REQUEST »
Would you output the whole listing below, exactly as it reads?
-- start MATERIAL PROVIDED --
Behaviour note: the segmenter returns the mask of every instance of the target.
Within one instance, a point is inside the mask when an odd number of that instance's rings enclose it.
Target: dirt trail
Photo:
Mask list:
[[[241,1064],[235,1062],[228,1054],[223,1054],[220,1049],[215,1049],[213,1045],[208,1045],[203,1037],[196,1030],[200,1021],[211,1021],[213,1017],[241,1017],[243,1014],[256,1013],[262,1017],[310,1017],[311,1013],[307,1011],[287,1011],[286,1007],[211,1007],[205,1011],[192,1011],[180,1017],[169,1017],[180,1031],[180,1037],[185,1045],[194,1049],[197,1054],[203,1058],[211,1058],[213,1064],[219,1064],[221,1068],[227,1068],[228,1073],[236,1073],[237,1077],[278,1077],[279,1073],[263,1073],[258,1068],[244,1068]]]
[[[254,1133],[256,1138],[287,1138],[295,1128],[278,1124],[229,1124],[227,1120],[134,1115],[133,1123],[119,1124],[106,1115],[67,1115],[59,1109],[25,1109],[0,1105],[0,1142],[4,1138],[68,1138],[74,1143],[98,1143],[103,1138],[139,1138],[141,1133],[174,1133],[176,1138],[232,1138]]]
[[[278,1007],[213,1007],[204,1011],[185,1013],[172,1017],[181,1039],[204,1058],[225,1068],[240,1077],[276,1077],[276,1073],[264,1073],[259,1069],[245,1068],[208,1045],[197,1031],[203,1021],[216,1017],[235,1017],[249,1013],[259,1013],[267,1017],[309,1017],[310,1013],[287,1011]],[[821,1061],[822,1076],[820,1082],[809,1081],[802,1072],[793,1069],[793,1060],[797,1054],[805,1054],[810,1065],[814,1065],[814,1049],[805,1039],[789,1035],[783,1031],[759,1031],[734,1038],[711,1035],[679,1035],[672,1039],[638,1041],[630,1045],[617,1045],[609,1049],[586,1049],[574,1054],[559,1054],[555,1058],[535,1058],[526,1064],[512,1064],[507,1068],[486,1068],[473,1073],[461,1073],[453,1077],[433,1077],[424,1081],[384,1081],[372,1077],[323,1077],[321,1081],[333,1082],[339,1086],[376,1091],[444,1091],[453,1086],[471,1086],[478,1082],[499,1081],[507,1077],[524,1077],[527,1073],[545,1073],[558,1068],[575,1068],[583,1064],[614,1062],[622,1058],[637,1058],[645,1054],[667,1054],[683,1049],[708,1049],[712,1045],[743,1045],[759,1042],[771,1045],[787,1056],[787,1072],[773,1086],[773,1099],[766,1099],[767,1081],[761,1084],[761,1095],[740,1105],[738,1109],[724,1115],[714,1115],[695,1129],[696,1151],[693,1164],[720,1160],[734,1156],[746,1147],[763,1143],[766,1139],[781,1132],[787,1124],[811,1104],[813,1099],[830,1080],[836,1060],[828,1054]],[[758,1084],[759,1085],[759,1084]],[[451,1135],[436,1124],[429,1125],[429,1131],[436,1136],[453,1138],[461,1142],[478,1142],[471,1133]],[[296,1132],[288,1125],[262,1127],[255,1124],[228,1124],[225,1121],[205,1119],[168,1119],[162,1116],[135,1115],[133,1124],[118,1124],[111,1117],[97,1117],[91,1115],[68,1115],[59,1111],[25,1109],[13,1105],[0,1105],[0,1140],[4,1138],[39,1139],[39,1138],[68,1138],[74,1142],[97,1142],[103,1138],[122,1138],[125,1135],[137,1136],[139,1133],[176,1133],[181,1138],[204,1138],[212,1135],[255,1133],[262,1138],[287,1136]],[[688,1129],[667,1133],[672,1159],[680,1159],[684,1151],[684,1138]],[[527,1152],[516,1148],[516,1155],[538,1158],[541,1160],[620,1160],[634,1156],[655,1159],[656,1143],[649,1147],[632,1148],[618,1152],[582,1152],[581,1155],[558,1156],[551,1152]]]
-- end MATERIAL PROVIDED --
FULL ANSWER »
Behaviour note: the segmenter returns the mask of every instance of the target.
Within one instance, a point is inside the mask when an odd number of that instance's rings enclose it.
Target: dirt trail
Photo:
Mask list:
[[[241,1064],[235,1062],[228,1054],[223,1054],[220,1049],[215,1049],[213,1045],[208,1045],[203,1037],[196,1030],[200,1021],[211,1021],[213,1017],[241,1017],[243,1014],[256,1013],[262,1017],[310,1017],[311,1013],[307,1011],[287,1011],[286,1007],[211,1007],[205,1011],[192,1011],[180,1017],[169,1017],[180,1031],[180,1037],[185,1045],[194,1049],[197,1054],[203,1058],[211,1058],[213,1064],[219,1064],[221,1068],[227,1068],[228,1073],[236,1073],[237,1077],[278,1077],[279,1073],[263,1073],[258,1068],[244,1068]]]
[[[254,1133],[256,1138],[287,1138],[295,1128],[278,1124],[229,1124],[227,1120],[134,1115],[133,1123],[119,1124],[106,1115],[67,1115],[59,1109],[25,1109],[0,1105],[0,1142],[4,1138],[68,1138],[74,1143],[98,1143],[103,1138],[139,1138],[141,1133],[174,1133],[176,1138],[232,1138]]]
[[[278,1007],[213,1007],[204,1011],[185,1013],[172,1017],[181,1039],[204,1058],[225,1068],[240,1077],[276,1077],[276,1073],[264,1073],[259,1069],[245,1068],[208,1045],[197,1031],[203,1021],[216,1017],[235,1017],[249,1013],[259,1013],[267,1017],[309,1017],[310,1013],[287,1011]],[[821,1061],[822,1076],[820,1082],[809,1081],[802,1072],[793,1069],[793,1060],[797,1054],[805,1054],[810,1065],[814,1065],[814,1049],[805,1039],[789,1035],[783,1031],[759,1031],[734,1038],[711,1035],[679,1035],[672,1039],[638,1041],[630,1045],[617,1045],[609,1049],[586,1049],[574,1054],[559,1054],[555,1058],[535,1058],[526,1064],[512,1064],[507,1068],[486,1068],[473,1073],[461,1073],[453,1077],[433,1077],[424,1081],[384,1081],[372,1077],[323,1077],[321,1081],[333,1082],[339,1086],[376,1091],[444,1091],[453,1086],[471,1086],[478,1082],[499,1081],[507,1077],[524,1077],[527,1073],[545,1073],[558,1068],[575,1068],[583,1064],[614,1062],[622,1058],[637,1058],[645,1054],[667,1054],[683,1049],[708,1049],[712,1045],[743,1045],[759,1042],[771,1045],[787,1056],[787,1072],[773,1086],[773,1099],[766,1099],[767,1081],[761,1084],[761,1095],[740,1105],[738,1109],[724,1115],[714,1115],[695,1129],[696,1151],[693,1164],[720,1160],[734,1156],[746,1147],[763,1143],[766,1139],[781,1132],[787,1124],[811,1104],[813,1099],[830,1080],[836,1060],[828,1054]],[[758,1084],[759,1085],[759,1084]],[[451,1135],[436,1124],[429,1125],[429,1131],[436,1136],[453,1138],[461,1142],[478,1142],[471,1133]],[[296,1132],[288,1125],[262,1127],[255,1124],[228,1124],[225,1121],[205,1119],[168,1119],[162,1116],[135,1115],[133,1124],[118,1124],[111,1117],[97,1117],[91,1115],[68,1115],[59,1111],[25,1109],[13,1105],[0,1105],[0,1140],[4,1138],[39,1139],[39,1138],[68,1138],[74,1142],[97,1142],[103,1138],[122,1138],[125,1135],[137,1136],[139,1133],[176,1133],[181,1138],[204,1138],[212,1135],[255,1133],[262,1138],[287,1136]],[[688,1129],[667,1133],[672,1159],[680,1159],[684,1151],[684,1138]],[[527,1152],[516,1148],[516,1155],[538,1158],[541,1160],[620,1160],[634,1156],[655,1159],[656,1143],[649,1147],[632,1148],[618,1152],[582,1152],[581,1155],[558,1156],[551,1152]]]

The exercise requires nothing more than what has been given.